◆ **TEXTE CITÉ**
L'écrivain en vacances
Avant, on me voyait toujours avec un livre sous le bras. Un jour, en Égypte, Gusine nous avait invités dans sa maison de campagne au cœur du delta. Je m’étais retiré avec mon bouquin au fond du jardin, au bord d’un canal ombragé par des eucalyptus. Les fallahins ont demandé si j’étais malade ou si j’étais fâché. L’attitude de repli de l’intello à part de la vraie vie leur était inconcevable. Savaient-ils seulement lire ? Je crois que c’est eux qui avaient raison.

◆ **DONNÉES FOURNIES**
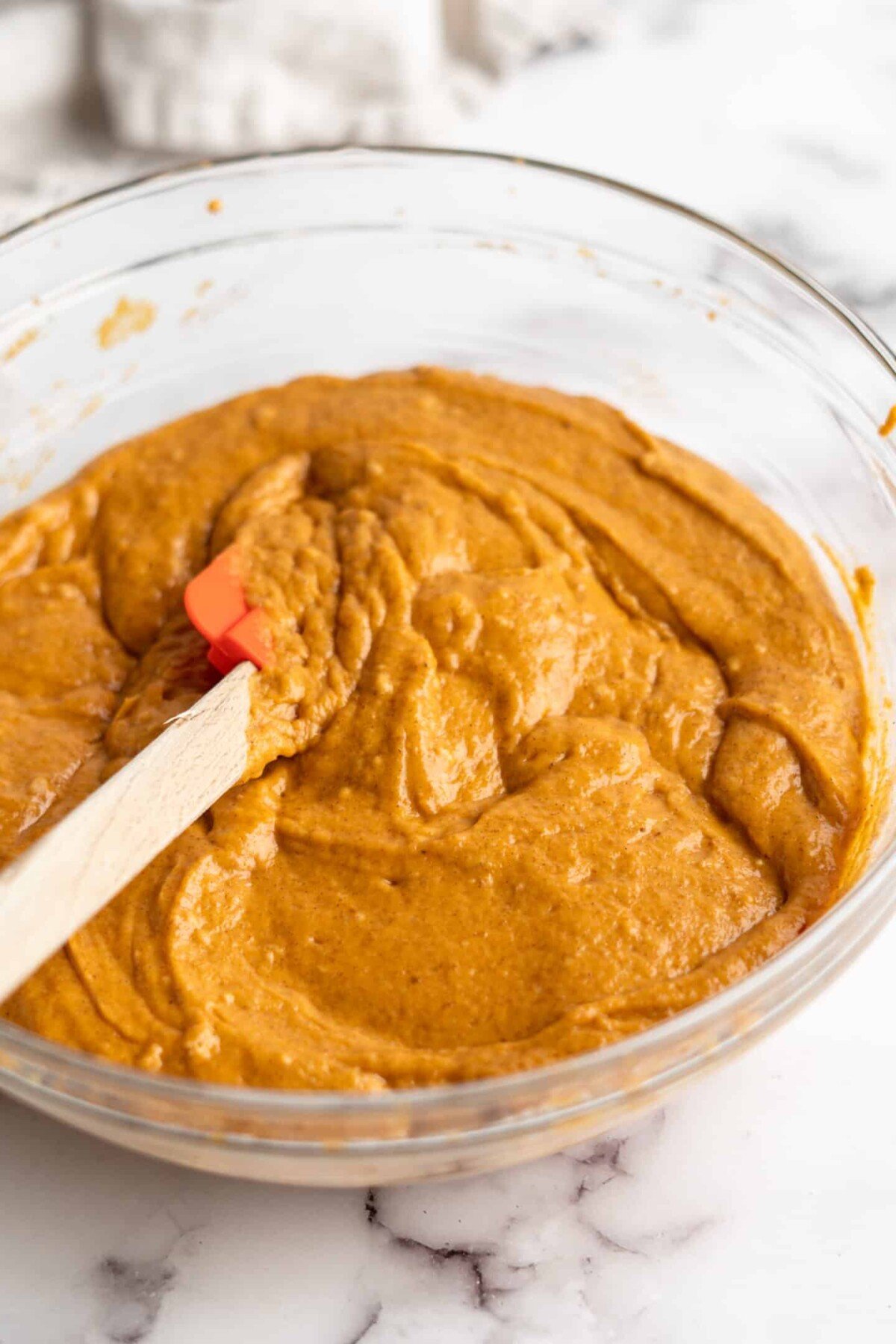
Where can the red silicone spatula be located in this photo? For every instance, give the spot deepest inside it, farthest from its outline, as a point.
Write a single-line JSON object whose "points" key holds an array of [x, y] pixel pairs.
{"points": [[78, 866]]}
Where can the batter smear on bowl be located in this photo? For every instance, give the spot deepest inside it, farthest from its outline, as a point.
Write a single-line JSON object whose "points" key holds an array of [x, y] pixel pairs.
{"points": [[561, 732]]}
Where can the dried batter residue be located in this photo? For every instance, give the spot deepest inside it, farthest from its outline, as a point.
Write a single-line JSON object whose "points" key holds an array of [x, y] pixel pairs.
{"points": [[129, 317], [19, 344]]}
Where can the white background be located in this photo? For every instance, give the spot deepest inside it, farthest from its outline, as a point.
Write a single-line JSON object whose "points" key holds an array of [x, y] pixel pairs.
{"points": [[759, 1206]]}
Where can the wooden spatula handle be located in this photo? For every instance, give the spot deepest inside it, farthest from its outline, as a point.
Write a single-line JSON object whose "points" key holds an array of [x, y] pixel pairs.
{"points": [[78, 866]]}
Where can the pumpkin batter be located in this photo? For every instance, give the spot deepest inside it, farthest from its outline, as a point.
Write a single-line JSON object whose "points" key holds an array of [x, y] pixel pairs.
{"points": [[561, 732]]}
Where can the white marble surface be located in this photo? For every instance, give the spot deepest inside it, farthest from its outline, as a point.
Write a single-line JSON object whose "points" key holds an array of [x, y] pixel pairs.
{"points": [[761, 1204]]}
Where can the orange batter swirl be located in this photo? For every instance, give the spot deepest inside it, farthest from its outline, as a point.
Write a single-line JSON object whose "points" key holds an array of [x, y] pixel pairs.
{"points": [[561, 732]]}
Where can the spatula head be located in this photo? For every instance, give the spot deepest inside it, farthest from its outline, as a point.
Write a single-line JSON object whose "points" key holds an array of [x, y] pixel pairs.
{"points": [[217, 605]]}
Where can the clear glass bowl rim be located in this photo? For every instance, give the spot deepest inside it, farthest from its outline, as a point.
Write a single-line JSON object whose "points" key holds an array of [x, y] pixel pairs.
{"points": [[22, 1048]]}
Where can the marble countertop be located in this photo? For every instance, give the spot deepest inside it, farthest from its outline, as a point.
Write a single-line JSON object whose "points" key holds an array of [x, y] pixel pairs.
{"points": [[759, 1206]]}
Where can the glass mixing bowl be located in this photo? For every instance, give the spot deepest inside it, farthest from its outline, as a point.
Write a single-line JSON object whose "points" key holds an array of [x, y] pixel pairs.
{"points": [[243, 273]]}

==

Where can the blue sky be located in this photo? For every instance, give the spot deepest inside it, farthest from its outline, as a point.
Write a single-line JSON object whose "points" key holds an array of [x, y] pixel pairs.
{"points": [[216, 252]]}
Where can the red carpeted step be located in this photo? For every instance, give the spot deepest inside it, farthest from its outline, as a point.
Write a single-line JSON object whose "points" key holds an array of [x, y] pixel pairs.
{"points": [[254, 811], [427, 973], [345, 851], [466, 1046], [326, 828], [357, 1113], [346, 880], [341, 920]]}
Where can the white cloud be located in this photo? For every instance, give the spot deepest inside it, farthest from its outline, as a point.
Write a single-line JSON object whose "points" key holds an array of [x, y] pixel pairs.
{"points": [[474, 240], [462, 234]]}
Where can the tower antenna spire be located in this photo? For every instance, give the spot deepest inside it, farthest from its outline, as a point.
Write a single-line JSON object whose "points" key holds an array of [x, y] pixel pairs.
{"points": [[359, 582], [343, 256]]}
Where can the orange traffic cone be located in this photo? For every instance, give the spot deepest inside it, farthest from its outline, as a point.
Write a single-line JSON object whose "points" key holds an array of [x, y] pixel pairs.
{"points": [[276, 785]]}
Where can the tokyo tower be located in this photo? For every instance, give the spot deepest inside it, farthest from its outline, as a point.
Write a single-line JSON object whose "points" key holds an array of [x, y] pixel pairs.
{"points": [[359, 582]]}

* * *

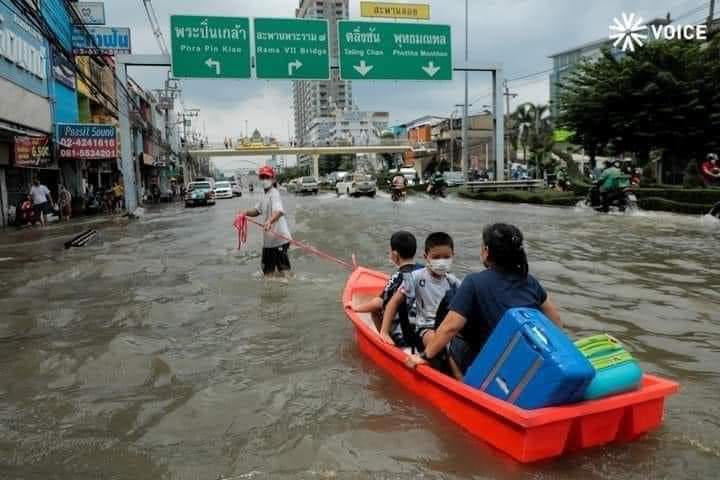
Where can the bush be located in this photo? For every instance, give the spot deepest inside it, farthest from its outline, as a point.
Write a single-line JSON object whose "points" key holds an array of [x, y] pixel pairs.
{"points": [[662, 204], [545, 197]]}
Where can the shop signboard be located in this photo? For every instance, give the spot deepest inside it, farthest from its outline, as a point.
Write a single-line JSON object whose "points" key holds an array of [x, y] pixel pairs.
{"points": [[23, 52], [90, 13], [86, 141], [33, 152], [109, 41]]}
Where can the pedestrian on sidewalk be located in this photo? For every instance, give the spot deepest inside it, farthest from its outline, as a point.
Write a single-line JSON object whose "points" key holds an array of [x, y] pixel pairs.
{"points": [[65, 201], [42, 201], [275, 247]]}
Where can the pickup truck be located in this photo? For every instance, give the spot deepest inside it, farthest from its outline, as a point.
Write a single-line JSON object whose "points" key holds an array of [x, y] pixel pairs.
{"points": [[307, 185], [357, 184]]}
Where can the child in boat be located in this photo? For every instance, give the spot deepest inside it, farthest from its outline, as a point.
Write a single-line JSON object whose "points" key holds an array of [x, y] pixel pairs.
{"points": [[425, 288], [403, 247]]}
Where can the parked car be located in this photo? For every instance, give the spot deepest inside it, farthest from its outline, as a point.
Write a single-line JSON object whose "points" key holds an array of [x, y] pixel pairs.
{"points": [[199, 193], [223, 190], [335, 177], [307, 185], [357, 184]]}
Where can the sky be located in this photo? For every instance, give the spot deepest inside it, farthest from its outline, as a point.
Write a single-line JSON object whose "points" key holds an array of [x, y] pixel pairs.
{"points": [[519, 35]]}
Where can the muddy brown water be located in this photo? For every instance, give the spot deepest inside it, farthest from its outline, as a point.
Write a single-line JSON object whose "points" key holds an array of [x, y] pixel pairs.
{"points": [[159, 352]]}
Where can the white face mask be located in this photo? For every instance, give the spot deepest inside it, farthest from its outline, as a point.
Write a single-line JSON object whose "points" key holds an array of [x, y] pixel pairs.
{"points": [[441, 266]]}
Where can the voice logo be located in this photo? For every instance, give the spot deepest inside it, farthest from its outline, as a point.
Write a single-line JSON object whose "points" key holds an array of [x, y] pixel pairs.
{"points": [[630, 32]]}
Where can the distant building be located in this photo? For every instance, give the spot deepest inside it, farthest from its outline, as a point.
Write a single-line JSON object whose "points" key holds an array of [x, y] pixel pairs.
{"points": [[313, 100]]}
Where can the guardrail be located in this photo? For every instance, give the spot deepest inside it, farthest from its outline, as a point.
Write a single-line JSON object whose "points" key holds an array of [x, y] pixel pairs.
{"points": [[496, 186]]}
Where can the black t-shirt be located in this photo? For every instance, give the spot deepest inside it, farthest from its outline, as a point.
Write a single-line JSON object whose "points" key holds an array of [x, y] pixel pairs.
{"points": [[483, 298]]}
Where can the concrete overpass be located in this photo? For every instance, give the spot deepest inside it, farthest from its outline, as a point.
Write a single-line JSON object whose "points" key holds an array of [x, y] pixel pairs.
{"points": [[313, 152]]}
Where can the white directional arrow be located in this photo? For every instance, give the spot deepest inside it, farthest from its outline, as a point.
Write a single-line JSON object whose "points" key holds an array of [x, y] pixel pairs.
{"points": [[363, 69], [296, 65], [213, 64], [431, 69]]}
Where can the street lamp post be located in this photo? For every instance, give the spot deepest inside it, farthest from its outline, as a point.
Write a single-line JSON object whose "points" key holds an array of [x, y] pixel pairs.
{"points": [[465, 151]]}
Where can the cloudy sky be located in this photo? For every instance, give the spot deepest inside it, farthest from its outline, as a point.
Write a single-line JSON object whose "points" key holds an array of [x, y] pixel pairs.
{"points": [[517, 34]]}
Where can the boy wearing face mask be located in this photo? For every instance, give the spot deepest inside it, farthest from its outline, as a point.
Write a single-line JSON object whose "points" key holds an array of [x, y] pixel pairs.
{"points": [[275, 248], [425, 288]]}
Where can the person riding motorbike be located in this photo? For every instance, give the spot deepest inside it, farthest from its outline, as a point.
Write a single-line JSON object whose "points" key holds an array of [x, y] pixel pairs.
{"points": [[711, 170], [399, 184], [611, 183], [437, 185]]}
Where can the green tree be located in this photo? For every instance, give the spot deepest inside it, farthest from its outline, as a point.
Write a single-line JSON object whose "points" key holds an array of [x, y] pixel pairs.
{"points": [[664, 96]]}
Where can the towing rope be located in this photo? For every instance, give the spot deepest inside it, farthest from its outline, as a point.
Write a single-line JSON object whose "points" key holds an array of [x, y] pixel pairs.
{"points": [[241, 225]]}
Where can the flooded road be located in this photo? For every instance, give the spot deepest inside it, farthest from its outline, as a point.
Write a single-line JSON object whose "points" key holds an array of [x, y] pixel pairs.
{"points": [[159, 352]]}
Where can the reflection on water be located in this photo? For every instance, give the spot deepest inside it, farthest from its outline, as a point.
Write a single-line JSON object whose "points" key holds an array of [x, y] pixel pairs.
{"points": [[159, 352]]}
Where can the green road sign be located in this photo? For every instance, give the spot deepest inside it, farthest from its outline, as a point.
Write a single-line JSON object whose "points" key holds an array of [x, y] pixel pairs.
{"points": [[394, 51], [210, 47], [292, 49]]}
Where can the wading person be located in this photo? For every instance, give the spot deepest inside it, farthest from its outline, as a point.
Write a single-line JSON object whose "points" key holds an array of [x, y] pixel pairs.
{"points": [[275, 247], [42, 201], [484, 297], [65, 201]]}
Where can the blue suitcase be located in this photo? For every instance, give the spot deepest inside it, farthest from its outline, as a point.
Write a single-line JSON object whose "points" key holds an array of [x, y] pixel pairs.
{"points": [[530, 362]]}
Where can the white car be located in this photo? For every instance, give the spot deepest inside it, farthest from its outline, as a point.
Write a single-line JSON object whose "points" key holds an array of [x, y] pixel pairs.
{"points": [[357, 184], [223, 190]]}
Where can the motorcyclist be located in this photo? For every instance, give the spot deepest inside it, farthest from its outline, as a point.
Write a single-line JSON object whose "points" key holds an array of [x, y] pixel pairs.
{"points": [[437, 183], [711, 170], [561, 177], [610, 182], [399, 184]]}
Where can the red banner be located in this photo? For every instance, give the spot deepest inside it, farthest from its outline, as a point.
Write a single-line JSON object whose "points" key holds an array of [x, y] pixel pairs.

◆ **À FAIRE**
**a)** Répondez à ces questions d'après l'extrait :
(i) Où se trouvait la maison de campagne où Gusine avait invité ses hôtes ?
(ii) Quels arbres donnaient de l'ombre au canal ?
(iii) Qu'ont voulu savoir les fallahins ?
**b)** Recopiez sans rien changer le passage de l'extrait qui va de « L'écrivain en vacances » à « qui avaient raison. », ces deux passages compris.
**c)** Pour chaque phrase, dites si elle est conforme à l'extrait (oui ou non) et citez les mots de l'extrait qui le montrent :
(i) La maison de campagne se trouvait au bord de la mer.
(ii) La lecture se faisait au fond du jardin.
(iii) Les fallahins trouvaient normal qu'on s'isole pour lire.
Basez-vous seulement sur l'extrait, sans tenir compte des items.

◆ **RÉPONSES ATTENDUES**
**a)**
(i) En Égypte, au cœur du delta.
(ii) Des eucalyptus.
(iii) Ils ont demandé « si j’étais malade ou si j’étais fâché ».

**b)**
L'écrivain en vacances
Avant, on me voyait toujours avec un livre sous le bras. Un jour, en Égypte, Gusine nous avait invités dans sa maison de campagne au cœur du delta. Je m’étais retiré avec mon bouquin au fond du jardin, au bord d’un canal ombragé par des eucalyptus. Les fallahins ont demandé si j’étais malade ou si j’étais fâché. L’attitude de repli de l’intello à part de la vraie vie leur était inconcevable. Savaient-ils seulement lire ? Je crois que c’est eux qui avaient raison.

**c)**
(i) Non : « au cœur du delta ».
(ii) Oui : « Je m’étais retiré avec mon bouquin au fond du jardin ».
(iii) Non : « L’attitude de repli de l’intello à part de la vraie vie leur était inconcevable. »